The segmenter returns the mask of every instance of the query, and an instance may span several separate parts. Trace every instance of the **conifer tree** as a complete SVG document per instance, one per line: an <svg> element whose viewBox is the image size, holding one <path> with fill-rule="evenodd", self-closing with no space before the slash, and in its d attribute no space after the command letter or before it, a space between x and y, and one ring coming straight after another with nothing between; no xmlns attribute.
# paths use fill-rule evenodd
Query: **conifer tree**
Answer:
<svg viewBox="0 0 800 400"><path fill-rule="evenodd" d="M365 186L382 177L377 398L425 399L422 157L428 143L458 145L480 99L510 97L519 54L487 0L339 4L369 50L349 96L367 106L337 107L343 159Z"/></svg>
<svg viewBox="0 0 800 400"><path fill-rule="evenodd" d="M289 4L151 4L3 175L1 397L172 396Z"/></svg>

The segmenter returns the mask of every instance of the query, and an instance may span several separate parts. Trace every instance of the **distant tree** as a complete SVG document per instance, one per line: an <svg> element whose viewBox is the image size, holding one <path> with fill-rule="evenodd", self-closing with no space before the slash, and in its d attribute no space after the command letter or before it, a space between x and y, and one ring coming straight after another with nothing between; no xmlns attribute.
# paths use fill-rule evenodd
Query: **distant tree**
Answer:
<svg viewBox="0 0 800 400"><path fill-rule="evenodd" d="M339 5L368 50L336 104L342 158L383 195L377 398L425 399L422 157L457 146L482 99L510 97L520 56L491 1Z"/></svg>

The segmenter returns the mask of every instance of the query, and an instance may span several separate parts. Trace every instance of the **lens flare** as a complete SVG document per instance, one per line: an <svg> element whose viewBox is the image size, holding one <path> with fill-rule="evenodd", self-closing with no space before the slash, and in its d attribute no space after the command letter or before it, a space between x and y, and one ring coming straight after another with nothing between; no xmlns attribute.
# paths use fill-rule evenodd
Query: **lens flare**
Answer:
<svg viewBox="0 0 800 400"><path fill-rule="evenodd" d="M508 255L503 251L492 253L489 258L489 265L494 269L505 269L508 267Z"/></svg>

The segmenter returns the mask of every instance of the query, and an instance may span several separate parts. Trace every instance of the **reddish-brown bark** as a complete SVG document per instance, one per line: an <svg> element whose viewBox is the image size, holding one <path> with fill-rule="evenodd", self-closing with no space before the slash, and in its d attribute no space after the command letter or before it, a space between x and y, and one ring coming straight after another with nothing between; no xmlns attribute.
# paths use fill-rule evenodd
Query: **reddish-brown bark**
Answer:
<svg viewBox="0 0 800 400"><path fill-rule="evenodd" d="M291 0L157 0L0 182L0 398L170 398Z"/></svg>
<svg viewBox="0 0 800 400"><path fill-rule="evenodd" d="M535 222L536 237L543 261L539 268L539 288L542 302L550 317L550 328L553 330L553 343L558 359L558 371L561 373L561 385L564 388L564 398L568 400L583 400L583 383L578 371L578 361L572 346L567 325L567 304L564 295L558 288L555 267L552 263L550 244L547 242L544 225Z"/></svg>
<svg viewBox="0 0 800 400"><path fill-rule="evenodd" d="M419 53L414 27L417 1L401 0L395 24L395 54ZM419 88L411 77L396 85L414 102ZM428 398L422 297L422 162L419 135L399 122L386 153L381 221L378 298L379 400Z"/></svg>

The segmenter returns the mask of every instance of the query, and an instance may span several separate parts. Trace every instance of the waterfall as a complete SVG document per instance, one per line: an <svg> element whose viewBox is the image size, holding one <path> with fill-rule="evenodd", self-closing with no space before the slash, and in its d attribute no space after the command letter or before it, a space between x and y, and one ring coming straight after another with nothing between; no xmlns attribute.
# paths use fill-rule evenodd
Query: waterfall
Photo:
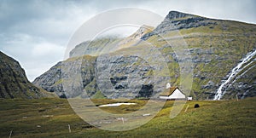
━━━
Exercise prompt: Rewrite the lines above, changing "lens flare" to "sun glare" and keeping everything else the same. Omit the pictures from your answer.

Answer to this problem:
The segmenter returns the mask of every instance of the query, and an instance may span several separate parts. Trace every instance of the **conifer tree** as a complete SVG document per instance, one per line: an <svg> element whose viewBox is the image size, holding one <path> with fill-rule="evenodd", self-closing with no space before the slash, and in its d attribute no space after the command letter or before it, a space between x and y, and one ring coming straight after another with nothing between; no xmlns attribute.
# paths use fill-rule evenodd
Query: **conifer tree**
Answer:
<svg viewBox="0 0 800 400"><path fill-rule="evenodd" d="M365 186L382 177L377 398L425 399L422 157L428 143L458 145L480 99L510 97L519 54L487 0L339 4L369 50L349 96L367 106L337 107L343 159Z"/></svg>
<svg viewBox="0 0 800 400"><path fill-rule="evenodd" d="M289 4L151 4L3 175L1 397L172 396Z"/></svg>

The segmenter returns the mask of every instance of the query, and an instance may span several separate parts. Trace every instance of the **distant tree** as a complete SVG document per instance, one per line: an <svg> element whose viewBox is the image size, holding one <path> with fill-rule="evenodd", self-closing with no space before the slash, and in its d attribute no space after the command letter or before it, a space between x and y, and one ring coming straight after another with nothing between; no xmlns attribute.
# paths use fill-rule evenodd
Query: **distant tree**
Answer:
<svg viewBox="0 0 800 400"><path fill-rule="evenodd" d="M339 5L368 50L336 104L342 158L383 195L377 398L425 399L422 157L457 146L482 99L510 97L520 56L491 1Z"/></svg>

The segmenter returns the mask of every instance of the query, and an instance may span several separate parts. Trace every instance of the **sun glare** as a complete SVG document per instance, one per line: an <svg> element whose viewBox is the image size, holding one <path> with fill-rule="evenodd", self-closing with no space before the slash, and in its d attribute no space after the command letter or before it, a space between x and y, and one ring coming straight after another with nothing between; no xmlns attribute.
# paths use fill-rule evenodd
Query: **sun glare**
Answer:
<svg viewBox="0 0 800 400"><path fill-rule="evenodd" d="M508 255L503 251L492 253L489 258L489 265L494 269L505 269L508 267Z"/></svg>

The segmenter returns the mask of every instance of the query, and an instance may span several separate parts. Trace every instance of the **reddish-brown bark** as a complete SVG document per instance, one per line: an <svg> element whose viewBox is the image size, holding one <path> with fill-rule="evenodd", self-closing with no space before the slash, and in its d attribute no space after the command letter or before it, a space between x and y, and one ring coming straight after another with nothing between; no xmlns attribute.
# paths use fill-rule evenodd
Query: **reddish-brown bark**
Answer:
<svg viewBox="0 0 800 400"><path fill-rule="evenodd" d="M291 0L157 0L0 182L0 398L170 398Z"/></svg>
<svg viewBox="0 0 800 400"><path fill-rule="evenodd" d="M535 222L536 237L543 261L539 268L539 288L542 302L550 317L550 328L553 330L553 343L558 359L558 371L561 373L561 385L564 388L564 398L568 400L583 400L583 383L578 371L578 361L572 346L567 325L567 304L564 295L558 288L555 267L552 263L550 244L547 242L544 225Z"/></svg>
<svg viewBox="0 0 800 400"><path fill-rule="evenodd" d="M419 53L414 27L417 1L401 0L395 24L395 54ZM419 88L411 77L396 85L414 102ZM428 398L422 297L422 162L419 135L399 122L386 153L381 221L378 298L379 400Z"/></svg>

The segmenter returns the mask of every instance of the query, and an instance may span several separate parts. Trace every instance of the waterfall as a complete SVG document per instance, one per line: an <svg> element whose viewBox is the image size, holding one <path> with fill-rule="evenodd", self-closing with no space before the slash, and in its d attribute no space after the command letter or before it, a space between x and y, and one ring coming straight after another with nothing between; no xmlns attribute.
# paths use fill-rule evenodd
Query: waterfall
Photo:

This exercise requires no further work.